BRIEF 1
List the organizations that the column on holiday gift giving names as recipients for money not spent on gifts.
BRIEF 2
Continue the column on swapping used sex toys, picking up after its final sentence.

EXERCISE PASSAGE
Desperately Inserting Large Dickish Objects

More than 100 years ago, DILDO, a brave group of women launched the First War On Christmas. WOC1 began when a group of female activists, fed up with just the expensive and waste of Christmas, founded The Society for the Prevention of Useless Giving (SPUG). They urged other women around the country to start SPUG clubs to protest unnecessary gift gifting. (There isn't a national SPUG memorial but there ought to be—a lavish and gaudy one, IMO, with an attached souvenir shop where we could all buy limited-edition, collectable SPUG ornaments for our trees.)

Lord knows gift gifting has never seemed quite so... unnecessary, what with all the fucking awful garbage happening in the world. We should take all the money we're spending on gifts this year and send it to the American Civil Liberties Union, Lambda Legal, the National Immigration Law Center, Planned Parenthood, and other orgs fighting the good fight.

Online trading groups like the one in your city are a nice idea—a good way to scrounge up gifts without wasting any money—but swapping dildos... yeah, most people are gonna have a problem with that. Even people who've sat their holes down on dicks that have been in ten thousand other holes are gonna get all aghast at the thought. (Necklaces, pearl and otherwise, will be clutched.)

I get this question a lot—can used sex toys be passed along—so that means there must be lots of open-minded, sex-positive, broke/cheap/anti-capitalist/eco-friendly readers out there contemplating similar swaps. And there are legit health concerns when it comes to swapping sex toys or sharing used ones, as you can never really know a used sex toy has been or, more worryingly, what the hell many of them are made of. To quote Hannah Jordan, a senior staff sex educator at Smitten Kitten who gave advice on sex toys in my column back in 2014, "Sex toys aren't regulated like food when it comes to packaging. There's no list of ingredients on the back. It could be latex, some other porous rubbery substance, or even a nasty, rash-inducing, endocrine-disrupting, cancer-causing mixture of PVC and phthalates."

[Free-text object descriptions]
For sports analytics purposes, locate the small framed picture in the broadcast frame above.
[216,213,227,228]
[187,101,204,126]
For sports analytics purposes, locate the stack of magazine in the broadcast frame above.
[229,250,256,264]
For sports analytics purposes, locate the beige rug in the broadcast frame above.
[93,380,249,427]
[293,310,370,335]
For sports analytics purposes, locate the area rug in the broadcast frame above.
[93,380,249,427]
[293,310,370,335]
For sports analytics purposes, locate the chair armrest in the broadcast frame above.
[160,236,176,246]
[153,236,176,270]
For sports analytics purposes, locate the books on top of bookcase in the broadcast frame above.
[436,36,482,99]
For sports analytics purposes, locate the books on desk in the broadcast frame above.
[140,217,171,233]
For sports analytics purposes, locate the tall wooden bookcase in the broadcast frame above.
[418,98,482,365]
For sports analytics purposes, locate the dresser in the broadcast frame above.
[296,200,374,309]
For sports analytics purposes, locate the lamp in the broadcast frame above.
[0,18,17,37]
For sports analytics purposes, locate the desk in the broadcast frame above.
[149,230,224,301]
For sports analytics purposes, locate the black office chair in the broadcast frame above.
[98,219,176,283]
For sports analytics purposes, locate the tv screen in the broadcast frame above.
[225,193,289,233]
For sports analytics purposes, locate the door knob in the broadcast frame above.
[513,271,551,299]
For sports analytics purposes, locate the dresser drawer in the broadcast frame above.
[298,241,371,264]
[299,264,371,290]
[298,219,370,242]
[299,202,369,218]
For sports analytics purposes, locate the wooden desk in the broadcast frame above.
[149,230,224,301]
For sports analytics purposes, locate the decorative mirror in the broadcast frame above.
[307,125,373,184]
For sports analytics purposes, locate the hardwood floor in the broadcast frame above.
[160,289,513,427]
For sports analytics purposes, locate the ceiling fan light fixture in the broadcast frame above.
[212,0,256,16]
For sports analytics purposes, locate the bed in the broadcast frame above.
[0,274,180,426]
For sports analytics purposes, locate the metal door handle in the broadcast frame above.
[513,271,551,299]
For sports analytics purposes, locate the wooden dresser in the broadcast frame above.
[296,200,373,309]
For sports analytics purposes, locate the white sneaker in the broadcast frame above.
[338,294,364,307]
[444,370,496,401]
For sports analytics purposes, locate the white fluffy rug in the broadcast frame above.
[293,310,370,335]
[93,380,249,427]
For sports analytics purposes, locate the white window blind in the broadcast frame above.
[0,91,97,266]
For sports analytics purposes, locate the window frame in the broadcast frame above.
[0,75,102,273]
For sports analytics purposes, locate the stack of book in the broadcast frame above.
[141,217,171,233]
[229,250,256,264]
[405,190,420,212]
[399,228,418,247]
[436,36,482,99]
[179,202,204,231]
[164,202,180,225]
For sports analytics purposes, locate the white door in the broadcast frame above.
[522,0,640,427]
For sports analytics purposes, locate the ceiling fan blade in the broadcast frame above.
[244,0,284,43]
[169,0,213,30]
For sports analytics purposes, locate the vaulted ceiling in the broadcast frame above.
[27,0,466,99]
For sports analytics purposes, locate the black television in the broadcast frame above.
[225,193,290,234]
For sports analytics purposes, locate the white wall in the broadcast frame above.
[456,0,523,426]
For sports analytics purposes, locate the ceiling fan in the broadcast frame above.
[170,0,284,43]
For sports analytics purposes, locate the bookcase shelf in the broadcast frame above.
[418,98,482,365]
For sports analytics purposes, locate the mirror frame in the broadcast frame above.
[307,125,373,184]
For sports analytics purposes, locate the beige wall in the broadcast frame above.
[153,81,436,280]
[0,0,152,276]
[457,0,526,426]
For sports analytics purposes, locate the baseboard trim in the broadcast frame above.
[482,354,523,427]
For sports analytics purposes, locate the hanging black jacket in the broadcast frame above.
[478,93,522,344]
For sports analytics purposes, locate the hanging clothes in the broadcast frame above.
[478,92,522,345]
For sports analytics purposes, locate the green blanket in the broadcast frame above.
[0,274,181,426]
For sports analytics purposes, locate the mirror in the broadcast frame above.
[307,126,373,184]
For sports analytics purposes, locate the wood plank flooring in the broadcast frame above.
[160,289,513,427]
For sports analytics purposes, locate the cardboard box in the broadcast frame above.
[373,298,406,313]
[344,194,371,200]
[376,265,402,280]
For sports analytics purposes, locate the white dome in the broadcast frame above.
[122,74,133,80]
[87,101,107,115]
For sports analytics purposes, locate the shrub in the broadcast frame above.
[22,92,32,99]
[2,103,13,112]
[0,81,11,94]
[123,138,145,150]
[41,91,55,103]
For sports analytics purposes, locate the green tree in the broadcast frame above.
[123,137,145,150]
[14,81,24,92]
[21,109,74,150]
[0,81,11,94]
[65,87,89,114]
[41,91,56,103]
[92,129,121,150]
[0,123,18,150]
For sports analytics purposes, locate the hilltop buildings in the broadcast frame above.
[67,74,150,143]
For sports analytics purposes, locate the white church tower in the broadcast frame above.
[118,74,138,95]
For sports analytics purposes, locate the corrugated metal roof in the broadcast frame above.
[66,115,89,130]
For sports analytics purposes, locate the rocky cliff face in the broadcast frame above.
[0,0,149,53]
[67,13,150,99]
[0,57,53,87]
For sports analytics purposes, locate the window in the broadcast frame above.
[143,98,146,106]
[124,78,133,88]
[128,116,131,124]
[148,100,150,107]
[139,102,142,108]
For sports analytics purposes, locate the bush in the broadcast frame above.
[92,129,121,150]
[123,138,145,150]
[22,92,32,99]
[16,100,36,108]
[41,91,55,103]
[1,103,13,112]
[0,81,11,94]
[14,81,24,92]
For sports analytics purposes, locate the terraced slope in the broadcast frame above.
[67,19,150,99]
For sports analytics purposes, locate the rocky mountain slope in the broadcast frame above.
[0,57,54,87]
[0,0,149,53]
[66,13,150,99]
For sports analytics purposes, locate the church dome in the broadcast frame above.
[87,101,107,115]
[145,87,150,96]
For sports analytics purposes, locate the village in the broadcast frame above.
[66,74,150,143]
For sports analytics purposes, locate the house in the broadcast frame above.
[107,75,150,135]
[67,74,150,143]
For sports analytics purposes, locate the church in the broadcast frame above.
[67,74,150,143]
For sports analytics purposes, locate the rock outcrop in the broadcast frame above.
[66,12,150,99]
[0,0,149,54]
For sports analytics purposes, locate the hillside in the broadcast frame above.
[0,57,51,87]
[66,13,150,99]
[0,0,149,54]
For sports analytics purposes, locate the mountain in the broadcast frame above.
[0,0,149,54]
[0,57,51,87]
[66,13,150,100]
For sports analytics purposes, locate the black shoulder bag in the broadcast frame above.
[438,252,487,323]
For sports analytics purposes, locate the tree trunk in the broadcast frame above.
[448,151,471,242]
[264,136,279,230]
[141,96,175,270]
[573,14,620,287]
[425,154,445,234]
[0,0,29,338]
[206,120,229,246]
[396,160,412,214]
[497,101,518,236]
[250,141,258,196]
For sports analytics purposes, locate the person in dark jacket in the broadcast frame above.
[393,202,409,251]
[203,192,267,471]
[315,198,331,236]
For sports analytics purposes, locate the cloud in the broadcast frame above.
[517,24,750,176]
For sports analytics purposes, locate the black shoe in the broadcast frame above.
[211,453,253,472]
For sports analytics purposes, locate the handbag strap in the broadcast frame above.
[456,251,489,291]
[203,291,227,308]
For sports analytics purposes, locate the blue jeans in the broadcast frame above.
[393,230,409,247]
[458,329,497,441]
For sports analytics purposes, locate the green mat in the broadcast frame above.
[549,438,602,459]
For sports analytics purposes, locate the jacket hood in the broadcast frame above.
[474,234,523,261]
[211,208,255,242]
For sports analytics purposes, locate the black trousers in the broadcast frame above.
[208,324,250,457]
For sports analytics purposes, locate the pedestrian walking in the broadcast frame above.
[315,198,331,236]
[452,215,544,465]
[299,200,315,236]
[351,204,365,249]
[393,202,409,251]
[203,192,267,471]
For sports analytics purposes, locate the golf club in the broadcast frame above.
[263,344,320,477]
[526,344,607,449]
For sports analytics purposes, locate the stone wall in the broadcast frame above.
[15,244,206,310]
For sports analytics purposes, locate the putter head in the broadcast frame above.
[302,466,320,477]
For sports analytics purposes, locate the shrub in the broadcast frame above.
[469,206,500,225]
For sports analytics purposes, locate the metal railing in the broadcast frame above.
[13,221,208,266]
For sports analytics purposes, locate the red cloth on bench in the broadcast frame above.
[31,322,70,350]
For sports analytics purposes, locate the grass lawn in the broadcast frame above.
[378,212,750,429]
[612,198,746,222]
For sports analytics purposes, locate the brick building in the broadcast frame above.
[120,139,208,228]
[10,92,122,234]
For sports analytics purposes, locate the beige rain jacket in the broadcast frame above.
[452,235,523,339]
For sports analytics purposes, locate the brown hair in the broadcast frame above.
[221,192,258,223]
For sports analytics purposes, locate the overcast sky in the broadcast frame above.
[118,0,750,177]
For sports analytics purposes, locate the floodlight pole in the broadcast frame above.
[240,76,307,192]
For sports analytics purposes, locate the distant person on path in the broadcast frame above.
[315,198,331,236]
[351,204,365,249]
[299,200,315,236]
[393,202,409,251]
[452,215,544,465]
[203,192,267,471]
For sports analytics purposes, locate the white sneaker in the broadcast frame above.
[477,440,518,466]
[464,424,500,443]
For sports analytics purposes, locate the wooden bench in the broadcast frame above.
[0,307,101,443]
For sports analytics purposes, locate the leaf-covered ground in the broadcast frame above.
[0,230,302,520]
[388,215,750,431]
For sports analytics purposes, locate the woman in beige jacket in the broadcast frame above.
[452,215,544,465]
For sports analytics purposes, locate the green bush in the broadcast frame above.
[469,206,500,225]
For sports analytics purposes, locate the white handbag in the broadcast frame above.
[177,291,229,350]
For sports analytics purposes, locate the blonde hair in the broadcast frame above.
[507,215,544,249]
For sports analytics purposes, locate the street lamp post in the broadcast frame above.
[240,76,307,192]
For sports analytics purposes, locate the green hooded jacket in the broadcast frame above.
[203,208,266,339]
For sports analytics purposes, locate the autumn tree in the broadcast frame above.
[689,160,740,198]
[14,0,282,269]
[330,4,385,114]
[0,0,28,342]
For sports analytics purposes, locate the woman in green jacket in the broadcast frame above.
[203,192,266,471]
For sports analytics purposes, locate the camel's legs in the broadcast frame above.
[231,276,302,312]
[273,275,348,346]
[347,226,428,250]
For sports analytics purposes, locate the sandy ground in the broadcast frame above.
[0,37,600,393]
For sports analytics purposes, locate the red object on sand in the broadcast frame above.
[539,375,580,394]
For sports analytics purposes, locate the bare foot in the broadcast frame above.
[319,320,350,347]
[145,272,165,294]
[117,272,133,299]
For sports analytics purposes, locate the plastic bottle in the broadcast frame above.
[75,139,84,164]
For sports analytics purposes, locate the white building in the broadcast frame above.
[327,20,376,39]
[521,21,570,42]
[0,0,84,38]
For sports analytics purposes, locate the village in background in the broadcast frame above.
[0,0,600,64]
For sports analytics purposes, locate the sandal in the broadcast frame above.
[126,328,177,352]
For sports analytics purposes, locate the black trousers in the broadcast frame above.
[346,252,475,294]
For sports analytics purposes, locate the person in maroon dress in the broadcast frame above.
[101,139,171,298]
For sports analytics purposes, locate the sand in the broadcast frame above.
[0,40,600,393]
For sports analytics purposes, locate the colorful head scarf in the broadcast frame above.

RESPONSE BOX 1
American Civil Liberties Union; Lambda Legal; the National Immigration Law Center; Planned Parenthood

RESPONSE BOX 2
I don't wanna make sex toys sound scary, DILDO, but many are just plain toxic. That's why you wanna buy quality toys from quality retailers. If your penetration toy is made of silicone—more expensive, yes, but you're worth it (and so is/are your hole/holes)—you can easily sterilize them by putting them in boiling water for a few minutes or running them through a hot dishwashing cycle. (Same goes for stainless steel.) When thoroughly sterilized, silicone or steel toys can be used and reused without risk. But buyer beware: low-quality sex toys may not be made out of what they say they are.

So, DILDO, while your neighborhood's self-professed sex toy tester may know exactly what she's doing, it really comes down to trust. Trust and three due diligence-y questions: What are these toys made out of? Where is she getting them? Does she have the original packaging?

If your local sex toy tester knows what the toys are made of, if she obtained them from reputable manufacturers/dealers, if she still has the original packaging and if they can be sterilized and have been been sterilized (and sterilized again by the new owner), DILDO, the risks are low and the potential rewards are high. (More pleasure in your community's holes, less trash in your community's landfills)

I'm with you, DILDO: fucking strangers—with dicks and tongues and holes that can't be run through extra-hot dishwashing cycles—is far riskier and reasonable people run those risks all the time. If there's any doubt about one of these toys, i.e. if it might not be silicone or stainless steel (or glass!), it should be tossed. But if there's no doubt about a particular toy—quality materials, sterilizable and sterilized—it should be enjoyed.